--- Brief ---
Set down the listing below word for word, omitting the pictures.

--- Supplied material ---
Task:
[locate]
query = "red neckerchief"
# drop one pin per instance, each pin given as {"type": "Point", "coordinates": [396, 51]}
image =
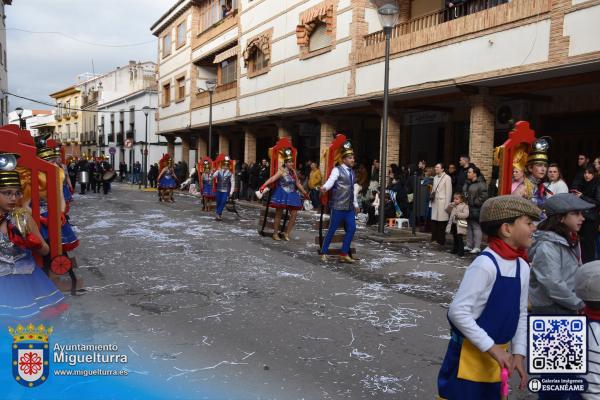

--- Correct answer ---
Task:
[locate]
query = "red neckerchief"
# drop one pin per instance, each pin given as {"type": "Point", "coordinates": [396, 51]}
image =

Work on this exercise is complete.